Task to carry out: In the piece on the making of a rampage killer, how are individuals of this kind in Asia, Africa and the East usually described?

Passage:
______________________________

Thursday, July 26, 2012

The making of a rampage killer


 I FIND it intriguing that the latest rampage killer in the US was described as a loner. Someone commented that the other rampage killers before him were invariably loners too.

            We now wonder why the US and many other supposedly rich and developed countries in the West and Australia seem to be breeding loners who turn out to be rampage killers.

            It doesn’t mean that Asia, Africa and the East in the general don’t have this kind of individuals. There are many of them too in these places. But they are usually described as ignorant fanatics, or at worst, religious or political terrorists. Not so with their Western counterparts, who are known to be educated and all that.

            Is there anything wrong then with Western culture, or is it their current difficult social and economic condition, that turns loners into rampage killers? I suppose there are many reasons and factors that can enter into the explanation of this very disturbing phenomenon.

            But we cannot discount the fact that in these places, many broken and dysfunctional families, children raised by single parents, and a good number of adults who remain single and live alone, must contribute to the making of many loners. They provide the elements that lead to horrible sicknesses, mental, emotional, psychological, etc., that loners are most prone to.

______________________________

Provided material:
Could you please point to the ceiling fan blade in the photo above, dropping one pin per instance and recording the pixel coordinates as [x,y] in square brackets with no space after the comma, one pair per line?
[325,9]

______________________________

Full answer: They are usually described as ignorant fanatics or, at worst, as religious or political terrorists.